• Required work
Write the data out again exactly, with no pictures.

• Data for this task
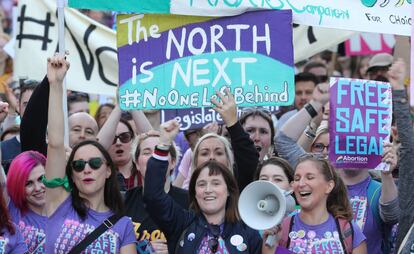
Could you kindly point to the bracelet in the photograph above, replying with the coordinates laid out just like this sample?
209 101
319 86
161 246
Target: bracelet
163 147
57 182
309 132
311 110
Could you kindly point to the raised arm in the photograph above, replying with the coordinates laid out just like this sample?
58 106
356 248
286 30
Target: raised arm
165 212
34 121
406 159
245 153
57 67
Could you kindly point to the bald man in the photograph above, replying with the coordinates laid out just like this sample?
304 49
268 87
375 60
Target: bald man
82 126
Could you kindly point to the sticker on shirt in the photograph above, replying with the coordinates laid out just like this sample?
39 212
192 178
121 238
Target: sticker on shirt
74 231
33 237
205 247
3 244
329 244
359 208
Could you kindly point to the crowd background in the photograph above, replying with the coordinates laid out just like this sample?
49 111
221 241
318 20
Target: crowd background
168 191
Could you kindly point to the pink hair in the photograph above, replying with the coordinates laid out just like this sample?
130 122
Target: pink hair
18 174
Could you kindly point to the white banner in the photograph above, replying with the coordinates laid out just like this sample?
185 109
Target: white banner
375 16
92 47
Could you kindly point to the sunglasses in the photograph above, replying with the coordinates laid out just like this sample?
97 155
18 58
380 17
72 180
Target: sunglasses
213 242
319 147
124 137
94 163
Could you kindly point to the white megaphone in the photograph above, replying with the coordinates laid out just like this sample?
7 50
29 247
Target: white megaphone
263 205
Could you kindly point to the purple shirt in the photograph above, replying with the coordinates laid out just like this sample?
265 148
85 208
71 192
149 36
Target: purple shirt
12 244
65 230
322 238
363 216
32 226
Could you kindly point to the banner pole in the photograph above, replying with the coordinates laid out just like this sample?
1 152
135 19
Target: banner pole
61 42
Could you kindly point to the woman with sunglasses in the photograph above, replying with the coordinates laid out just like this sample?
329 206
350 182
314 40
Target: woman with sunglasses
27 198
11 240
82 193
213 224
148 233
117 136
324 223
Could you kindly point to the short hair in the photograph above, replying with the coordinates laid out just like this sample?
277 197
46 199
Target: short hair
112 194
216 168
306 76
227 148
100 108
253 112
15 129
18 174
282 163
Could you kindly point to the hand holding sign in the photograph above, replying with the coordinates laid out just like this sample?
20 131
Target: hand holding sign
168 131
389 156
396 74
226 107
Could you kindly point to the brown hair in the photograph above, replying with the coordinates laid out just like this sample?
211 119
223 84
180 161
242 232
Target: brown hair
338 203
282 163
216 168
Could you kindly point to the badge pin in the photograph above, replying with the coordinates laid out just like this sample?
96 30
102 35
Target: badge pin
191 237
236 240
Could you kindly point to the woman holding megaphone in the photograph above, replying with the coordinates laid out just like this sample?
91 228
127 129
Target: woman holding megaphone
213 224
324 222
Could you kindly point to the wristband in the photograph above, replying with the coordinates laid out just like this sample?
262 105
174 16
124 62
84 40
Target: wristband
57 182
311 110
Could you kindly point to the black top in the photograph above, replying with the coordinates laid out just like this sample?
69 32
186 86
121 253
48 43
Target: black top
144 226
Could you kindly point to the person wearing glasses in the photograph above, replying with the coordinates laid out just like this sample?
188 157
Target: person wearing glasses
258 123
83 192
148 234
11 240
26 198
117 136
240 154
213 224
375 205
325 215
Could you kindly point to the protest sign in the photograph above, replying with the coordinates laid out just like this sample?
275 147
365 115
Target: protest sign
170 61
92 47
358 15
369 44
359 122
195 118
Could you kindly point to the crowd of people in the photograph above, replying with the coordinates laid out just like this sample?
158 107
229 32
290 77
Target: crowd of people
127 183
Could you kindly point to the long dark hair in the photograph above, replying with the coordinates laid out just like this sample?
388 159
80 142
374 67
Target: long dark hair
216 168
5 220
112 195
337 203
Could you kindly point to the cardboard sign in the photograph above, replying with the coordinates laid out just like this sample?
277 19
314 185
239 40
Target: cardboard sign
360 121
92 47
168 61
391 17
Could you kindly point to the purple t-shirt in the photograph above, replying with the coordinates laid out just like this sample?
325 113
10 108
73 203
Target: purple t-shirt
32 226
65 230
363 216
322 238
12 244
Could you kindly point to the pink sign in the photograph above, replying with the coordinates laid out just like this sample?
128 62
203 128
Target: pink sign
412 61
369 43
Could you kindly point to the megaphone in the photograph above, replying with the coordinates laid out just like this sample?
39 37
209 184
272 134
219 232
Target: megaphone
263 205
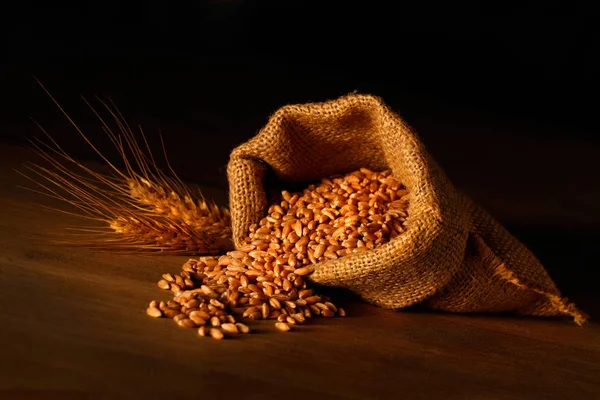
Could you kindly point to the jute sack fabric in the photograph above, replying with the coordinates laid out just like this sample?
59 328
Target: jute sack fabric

• Problem solution
Could you kindly point to the bracelet in the photograph above, replying with the coordinates laid out just like this sample?
209 101
319 86
161 246
Target: bracelet
163 147
57 182
309 132
311 110
Could you kindly point to the raised arm in the photograph above, replying with the coordinates laid out just like this sample?
58 106
356 248
286 30
Target: raised arm
165 212
34 121
406 159
245 153
57 67
Could you kindly point to the bald man in the photograph above, replying with the coordinates laid out just like this sample?
304 49
268 87
375 60
Target: bald man
82 126
Could you kindly point to the sticker on shirt in the photograph above, replying with the coordinates laid out just like this sample?
39 212
192 178
121 238
Target: sticker on shirt
74 231
33 237
205 247
3 244
329 244
359 208
Could you kindly point to the crowd background in the photograph above, replying with the coordinates laid out just like this sample?
49 111
221 241
318 20
Target: crowd background
168 191
Could you kindly point to the pink hair in the photograph above, replying with the coordinates laid out just like this sample?
130 122
Target: pink hair
18 174
Could you kindly point to the white banner in the photograph above, replying with the coordinates laid out just like this sample?
185 109
Target: white banner
375 16
92 47
Could you kindly point to the sunglasses in the photograph above, replying with the coordinates laid out just like this sample?
97 155
18 58
380 17
72 180
Target: sunglasses
213 242
319 147
124 137
94 163
Could you kindly point to the white megaphone in the photograph above, replying with the coordinates laid out just like this sample?
7 50
29 247
Target: white megaphone
263 205
Could you kindly point to the purple shirt in the photograph above, replying with the coordinates laid out just like this sample?
265 148
85 208
71 192
149 36
Target: purple shirt
12 244
65 230
322 238
363 216
32 226
Could you kindly point to the banner pole in the photograph above, replying with the coordinates laid out just like this sample?
1 152
135 19
Target: banner pole
61 42
Could you kindly point to the woman with sunglasses in the photograph above, replying with the coordinates laid out just like this sample?
329 206
350 182
314 40
Target: woman with sunglasses
27 198
11 240
82 193
213 224
148 233
117 136
324 223
Could you kindly point to the short hair in the photograph above, replying with the coordinates laid out just like this sample?
277 197
46 199
Target: short hair
112 194
216 168
306 76
227 148
100 108
253 112
15 129
18 174
282 163
Could you kindly point to the hand holding sign in the photograph above, replying with the coordinates laid out just like this sample?
20 131
Target: hand holding sign
168 131
389 156
396 74
226 107
Could you kindly point to the brown hair in the photograph above, replying with the coordinates laid out just like this sample?
211 119
223 84
180 161
242 232
Target: brown hair
338 203
282 163
216 168
Could you kindly point to the badge pin in the photograph above, replying with the coordinates laid out just like this sample?
96 30
102 35
Target: badge pin
191 237
236 240
Could you kindly point to the woman holding megaphone in the photograph above, replying with the coordinates laid out just like this sample?
91 228
127 129
Target: woman holding megaphone
213 224
324 222
Could you kindly point to the wristband in the photograph above, replying with the coordinates laid out just like this sample?
262 105
174 16
124 62
84 40
Target: wristband
57 182
311 110
Could you kindly point to the black top in the photograph above, replying with the coordinates laid out just like this sample?
69 32
186 86
121 253
48 43
Target: black top
144 226
Could you kindly point to the person wearing glasses in the photograph above, replying with the coordinates laid out just like this sample?
188 157
Target: person wearing glasses
258 123
83 192
148 234
11 240
26 198
117 136
240 154
213 224
375 205
325 215
Could you kindly point to the protest sign in the photograph above, replying with the coordinates laid out just like this sample?
275 147
365 115
Target: protest sign
170 61
92 47
358 15
369 44
359 122
195 118
Could you kindly point to the crowd of people in the photograph above, replying with the coordinates laid out just like this sample?
158 107
229 32
290 77
Target: crowd of people
127 183
Could you kindly point to the long dark hair in the photograph above, replying with the coordinates laid out just like this sample?
388 159
80 142
374 67
Target: long dark hair
216 168
5 220
112 195
337 203
Could you kindly point to the cardboard sign in the photograph above, replying with the coordinates laid out just like this sample?
277 19
314 185
239 40
Target: cardboard sign
360 121
92 47
168 61
391 17
Could you kindly point to the purple t-shirt in the photograph above, replying with the coordinates laid out just like this sample?
325 113
10 108
73 203
Target: purple t-shirt
32 226
65 230
363 216
322 238
12 244
Could you kindly point to the pink sign in the photograph above, replying with the coordinates laid out just like this sample?
128 62
203 128
Target: pink sign
412 61
369 43
Could you kindly point to the megaphone in the photograph above, replying with the coordinates laid out just like this sample?
39 37
209 184
272 134
219 232
Target: megaphone
263 205
Could you kindly point to the jute sack fabric in the photograph above, replying with the coordinates laid out just like this sample?
59 328
Target: jute sack fabric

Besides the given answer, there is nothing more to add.